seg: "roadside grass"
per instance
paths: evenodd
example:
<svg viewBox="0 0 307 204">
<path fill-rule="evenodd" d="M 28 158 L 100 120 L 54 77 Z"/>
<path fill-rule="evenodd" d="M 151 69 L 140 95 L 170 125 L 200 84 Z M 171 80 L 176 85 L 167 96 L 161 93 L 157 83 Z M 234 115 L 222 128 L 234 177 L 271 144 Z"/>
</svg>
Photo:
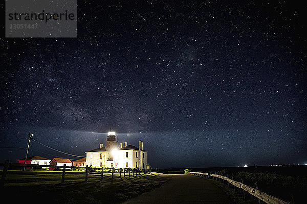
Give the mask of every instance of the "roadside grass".
<svg viewBox="0 0 307 204">
<path fill-rule="evenodd" d="M 301 203 L 307 194 L 307 175 L 291 175 L 270 172 L 217 172 L 232 175 L 235 181 L 241 182 L 252 187 L 257 183 L 258 189 L 273 196 L 287 201 L 294 199 L 295 203 Z"/>
<path fill-rule="evenodd" d="M 85 182 L 84 172 L 68 171 L 61 184 L 61 172 L 17 171 L 9 171 L 3 189 L 3 195 L 18 194 L 14 202 L 118 203 L 167 181 L 155 173 L 129 178 L 116 176 L 113 181 L 111 174 L 101 180 L 100 174 L 89 173 Z"/>
<path fill-rule="evenodd" d="M 209 179 L 216 186 L 221 188 L 236 204 L 258 204 L 258 200 L 254 196 L 250 195 L 247 192 L 245 192 L 245 198 L 242 190 L 236 188 L 235 191 L 234 190 L 233 186 L 221 183 L 214 179 Z"/>
</svg>

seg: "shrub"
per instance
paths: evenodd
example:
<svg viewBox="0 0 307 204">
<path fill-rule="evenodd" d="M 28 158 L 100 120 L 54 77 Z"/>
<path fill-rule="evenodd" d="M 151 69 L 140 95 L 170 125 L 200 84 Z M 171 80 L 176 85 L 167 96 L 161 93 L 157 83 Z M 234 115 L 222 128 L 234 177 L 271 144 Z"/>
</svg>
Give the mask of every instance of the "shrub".
<svg viewBox="0 0 307 204">
<path fill-rule="evenodd" d="M 188 173 L 191 170 L 190 169 L 187 169 L 184 170 L 184 173 Z"/>
</svg>

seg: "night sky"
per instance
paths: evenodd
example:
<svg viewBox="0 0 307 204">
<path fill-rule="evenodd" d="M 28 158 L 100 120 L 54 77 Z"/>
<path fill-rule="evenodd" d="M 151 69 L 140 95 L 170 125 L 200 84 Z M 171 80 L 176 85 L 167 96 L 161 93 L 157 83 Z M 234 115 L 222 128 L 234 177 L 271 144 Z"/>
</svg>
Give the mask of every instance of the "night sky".
<svg viewBox="0 0 307 204">
<path fill-rule="evenodd" d="M 111 126 L 152 168 L 307 163 L 305 5 L 129 2 L 78 1 L 77 38 L 2 26 L 1 162 L 29 132 L 85 156 Z"/>
</svg>

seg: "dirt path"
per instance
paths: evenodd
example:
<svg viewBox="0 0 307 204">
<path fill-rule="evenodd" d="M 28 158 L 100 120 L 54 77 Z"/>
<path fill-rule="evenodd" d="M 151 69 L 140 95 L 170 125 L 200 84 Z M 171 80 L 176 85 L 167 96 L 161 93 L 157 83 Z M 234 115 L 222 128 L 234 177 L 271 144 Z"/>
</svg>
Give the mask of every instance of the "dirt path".
<svg viewBox="0 0 307 204">
<path fill-rule="evenodd" d="M 123 202 L 128 203 L 232 203 L 210 181 L 187 174 L 161 175 L 171 180 L 160 187 Z"/>
</svg>

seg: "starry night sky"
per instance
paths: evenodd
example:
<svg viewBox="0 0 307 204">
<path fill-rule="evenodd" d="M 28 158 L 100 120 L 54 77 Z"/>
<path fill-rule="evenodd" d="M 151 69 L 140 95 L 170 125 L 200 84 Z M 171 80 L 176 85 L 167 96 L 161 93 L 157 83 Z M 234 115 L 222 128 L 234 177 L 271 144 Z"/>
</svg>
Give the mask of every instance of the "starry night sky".
<svg viewBox="0 0 307 204">
<path fill-rule="evenodd" d="M 0 162 L 29 132 L 85 156 L 111 126 L 153 168 L 307 163 L 305 5 L 128 2 L 78 1 L 77 38 L 3 26 Z"/>
</svg>

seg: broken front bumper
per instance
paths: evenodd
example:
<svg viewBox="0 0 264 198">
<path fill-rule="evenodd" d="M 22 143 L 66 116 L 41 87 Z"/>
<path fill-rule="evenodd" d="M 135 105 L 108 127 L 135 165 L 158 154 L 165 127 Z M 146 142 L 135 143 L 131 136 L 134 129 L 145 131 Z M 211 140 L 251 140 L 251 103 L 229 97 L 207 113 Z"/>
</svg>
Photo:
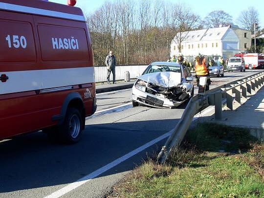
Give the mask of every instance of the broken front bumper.
<svg viewBox="0 0 264 198">
<path fill-rule="evenodd" d="M 132 88 L 132 100 L 152 107 L 173 108 L 182 104 L 183 101 L 175 101 L 141 91 L 134 87 Z"/>
</svg>

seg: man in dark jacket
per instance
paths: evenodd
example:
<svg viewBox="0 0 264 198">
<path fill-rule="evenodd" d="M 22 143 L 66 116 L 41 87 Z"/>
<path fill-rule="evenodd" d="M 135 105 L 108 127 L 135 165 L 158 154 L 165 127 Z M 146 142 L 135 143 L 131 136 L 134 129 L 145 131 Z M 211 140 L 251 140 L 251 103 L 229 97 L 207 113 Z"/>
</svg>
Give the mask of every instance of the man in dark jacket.
<svg viewBox="0 0 264 198">
<path fill-rule="evenodd" d="M 106 58 L 106 65 L 107 67 L 107 83 L 110 83 L 110 74 L 113 74 L 113 84 L 115 84 L 115 57 L 112 51 L 109 52 L 109 55 Z"/>
</svg>

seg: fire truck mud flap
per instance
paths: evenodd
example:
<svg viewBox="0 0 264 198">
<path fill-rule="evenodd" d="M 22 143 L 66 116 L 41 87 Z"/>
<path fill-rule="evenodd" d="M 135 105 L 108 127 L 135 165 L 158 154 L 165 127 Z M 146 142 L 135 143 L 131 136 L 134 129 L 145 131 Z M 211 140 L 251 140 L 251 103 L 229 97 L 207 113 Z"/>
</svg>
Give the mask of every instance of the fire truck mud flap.
<svg viewBox="0 0 264 198">
<path fill-rule="evenodd" d="M 67 109 L 69 106 L 69 104 L 71 101 L 78 101 L 79 104 L 81 104 L 82 109 L 84 109 L 84 104 L 82 97 L 79 93 L 72 92 L 69 93 L 63 102 L 61 114 L 59 115 L 55 115 L 52 116 L 52 120 L 53 121 L 58 121 L 58 124 L 61 125 L 63 124 L 66 115 Z"/>
</svg>

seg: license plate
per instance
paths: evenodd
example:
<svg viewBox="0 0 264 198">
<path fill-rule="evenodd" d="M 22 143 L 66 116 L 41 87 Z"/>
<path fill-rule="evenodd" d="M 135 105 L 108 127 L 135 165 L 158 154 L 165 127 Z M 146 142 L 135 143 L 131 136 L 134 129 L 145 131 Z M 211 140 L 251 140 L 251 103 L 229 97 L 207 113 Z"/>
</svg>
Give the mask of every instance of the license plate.
<svg viewBox="0 0 264 198">
<path fill-rule="evenodd" d="M 158 105 L 163 105 L 164 103 L 164 102 L 161 100 L 159 100 L 156 98 L 149 96 L 148 95 L 147 96 L 147 100 Z"/>
</svg>

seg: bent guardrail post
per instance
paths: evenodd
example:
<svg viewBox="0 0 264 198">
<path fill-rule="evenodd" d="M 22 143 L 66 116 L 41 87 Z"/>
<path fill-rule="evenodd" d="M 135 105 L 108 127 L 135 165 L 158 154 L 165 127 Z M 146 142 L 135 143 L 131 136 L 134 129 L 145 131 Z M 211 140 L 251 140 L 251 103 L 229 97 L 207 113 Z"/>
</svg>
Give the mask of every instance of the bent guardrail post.
<svg viewBox="0 0 264 198">
<path fill-rule="evenodd" d="M 208 96 L 192 98 L 176 127 L 171 131 L 172 134 L 158 154 L 157 161 L 163 163 L 170 155 L 172 149 L 180 144 L 193 121 L 194 116 L 198 112 L 209 107 Z"/>
<path fill-rule="evenodd" d="M 241 89 L 242 89 L 242 98 L 244 100 L 246 100 L 247 98 L 246 80 L 243 80 L 242 85 L 241 85 Z"/>
<path fill-rule="evenodd" d="M 251 84 L 251 82 L 250 81 L 248 81 L 246 80 L 246 91 L 250 94 L 250 96 L 252 94 L 252 86 Z"/>
<path fill-rule="evenodd" d="M 255 81 L 257 78 L 259 78 L 258 81 Z M 241 104 L 241 88 L 242 89 L 242 97 L 246 99 L 248 93 L 251 94 L 250 96 L 253 92 L 255 93 L 255 84 L 258 83 L 257 82 L 262 82 L 262 84 L 264 83 L 264 72 L 260 72 L 257 75 L 252 75 L 246 79 L 245 78 L 242 80 L 242 81 L 236 81 L 232 82 L 232 84 L 228 84 L 213 89 L 205 93 L 204 96 L 198 95 L 192 98 L 179 121 L 176 127 L 171 131 L 172 134 L 158 154 L 157 161 L 162 163 L 165 162 L 170 155 L 172 149 L 174 147 L 179 145 L 192 121 L 193 118 L 196 114 L 207 108 L 209 105 L 214 105 L 215 106 L 215 118 L 221 119 L 222 98 L 226 98 L 227 107 L 230 110 L 233 110 L 233 92 L 235 94 L 235 100 Z M 239 84 L 233 84 L 236 82 L 237 83 L 238 82 Z M 230 87 L 225 88 L 226 86 Z M 258 86 L 258 87 L 259 88 L 261 88 L 261 86 Z"/>
<path fill-rule="evenodd" d="M 240 98 L 240 86 L 235 86 L 235 100 L 239 104 L 241 104 L 241 100 Z"/>
<path fill-rule="evenodd" d="M 222 119 L 222 93 L 220 91 L 214 93 L 215 99 L 215 119 Z"/>
<path fill-rule="evenodd" d="M 232 89 L 226 89 L 226 107 L 233 110 L 233 91 Z"/>
</svg>

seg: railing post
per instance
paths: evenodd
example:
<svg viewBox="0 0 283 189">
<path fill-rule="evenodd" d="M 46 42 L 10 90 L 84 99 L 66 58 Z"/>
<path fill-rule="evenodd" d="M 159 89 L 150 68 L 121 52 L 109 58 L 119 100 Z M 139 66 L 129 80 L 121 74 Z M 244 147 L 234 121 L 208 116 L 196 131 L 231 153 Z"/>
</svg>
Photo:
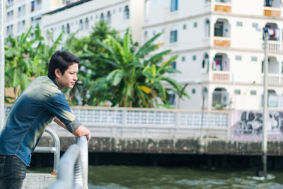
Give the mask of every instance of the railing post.
<svg viewBox="0 0 283 189">
<path fill-rule="evenodd" d="M 228 119 L 227 119 L 227 128 L 226 128 L 226 139 L 229 140 L 231 139 L 231 127 L 232 127 L 232 120 L 231 120 L 231 114 L 232 114 L 233 110 L 230 110 L 229 113 L 228 113 Z"/>
<path fill-rule="evenodd" d="M 54 153 L 53 172 L 57 173 L 59 161 L 60 160 L 60 139 L 59 139 L 58 135 L 54 130 L 50 128 L 47 128 L 45 131 L 46 132 L 49 133 L 51 137 L 52 137 L 54 140 L 54 144 L 56 151 Z"/>
<path fill-rule="evenodd" d="M 122 121 L 122 126 L 125 126 L 127 125 L 127 110 L 123 110 L 123 118 Z"/>
</svg>

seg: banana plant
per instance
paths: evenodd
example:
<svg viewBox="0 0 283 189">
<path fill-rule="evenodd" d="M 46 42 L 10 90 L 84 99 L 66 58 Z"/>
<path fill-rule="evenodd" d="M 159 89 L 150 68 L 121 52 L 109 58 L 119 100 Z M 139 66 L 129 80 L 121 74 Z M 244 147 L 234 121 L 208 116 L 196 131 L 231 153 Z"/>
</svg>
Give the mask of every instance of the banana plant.
<svg viewBox="0 0 283 189">
<path fill-rule="evenodd" d="M 152 108 L 157 105 L 158 98 L 168 104 L 170 91 L 180 95 L 181 85 L 166 76 L 170 72 L 180 72 L 171 68 L 178 56 L 162 64 L 163 56 L 171 52 L 166 50 L 146 59 L 149 54 L 162 45 L 162 43 L 153 43 L 160 35 L 161 33 L 154 36 L 138 49 L 133 44 L 129 28 L 124 35 L 122 44 L 110 35 L 103 42 L 98 41 L 104 50 L 103 62 L 112 62 L 115 65 L 115 69 L 108 75 L 107 79 L 112 86 L 117 86 L 113 93 L 120 94 L 120 106 Z M 170 87 L 166 87 L 165 83 Z M 185 96 L 189 98 L 185 93 Z"/>
</svg>

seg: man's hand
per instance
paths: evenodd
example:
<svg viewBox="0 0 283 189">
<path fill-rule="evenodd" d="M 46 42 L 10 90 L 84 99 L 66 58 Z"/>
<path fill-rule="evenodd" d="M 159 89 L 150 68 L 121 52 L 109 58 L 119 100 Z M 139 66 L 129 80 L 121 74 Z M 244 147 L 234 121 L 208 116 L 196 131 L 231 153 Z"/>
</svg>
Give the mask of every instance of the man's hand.
<svg viewBox="0 0 283 189">
<path fill-rule="evenodd" d="M 72 134 L 79 137 L 86 136 L 88 142 L 91 139 L 91 132 L 83 125 L 79 126 L 72 132 Z"/>
</svg>

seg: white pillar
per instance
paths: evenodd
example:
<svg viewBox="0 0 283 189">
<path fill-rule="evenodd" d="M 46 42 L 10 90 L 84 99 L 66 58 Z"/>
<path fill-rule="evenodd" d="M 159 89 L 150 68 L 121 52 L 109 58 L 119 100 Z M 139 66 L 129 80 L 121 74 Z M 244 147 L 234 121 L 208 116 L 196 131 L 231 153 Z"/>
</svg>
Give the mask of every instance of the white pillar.
<svg viewBox="0 0 283 189">
<path fill-rule="evenodd" d="M 4 0 L 0 0 L 0 131 L 4 126 L 4 75 L 5 75 L 5 57 L 4 57 Z"/>
</svg>

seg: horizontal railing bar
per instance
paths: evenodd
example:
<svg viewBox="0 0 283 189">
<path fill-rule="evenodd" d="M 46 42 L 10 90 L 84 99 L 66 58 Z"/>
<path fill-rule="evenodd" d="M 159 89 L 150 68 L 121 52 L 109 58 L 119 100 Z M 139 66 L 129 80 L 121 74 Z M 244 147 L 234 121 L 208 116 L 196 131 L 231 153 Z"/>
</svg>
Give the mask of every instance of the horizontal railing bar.
<svg viewBox="0 0 283 189">
<path fill-rule="evenodd" d="M 55 153 L 55 147 L 37 147 L 35 149 L 34 152 L 37 153 Z"/>
</svg>

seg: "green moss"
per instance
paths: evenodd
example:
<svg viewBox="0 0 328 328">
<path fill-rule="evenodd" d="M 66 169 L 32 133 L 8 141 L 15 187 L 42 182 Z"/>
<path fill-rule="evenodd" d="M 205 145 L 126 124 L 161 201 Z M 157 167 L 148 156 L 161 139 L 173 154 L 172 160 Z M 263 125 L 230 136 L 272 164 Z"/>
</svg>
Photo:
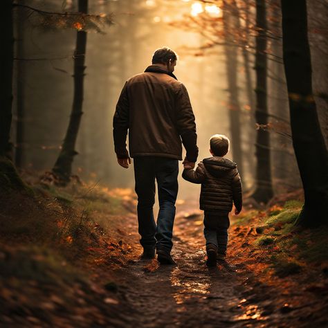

★ ★ ★ ★

# [The task]
How many lines in the items contain the string "post"? Reply with the number alone.

# [Exercise answer]
4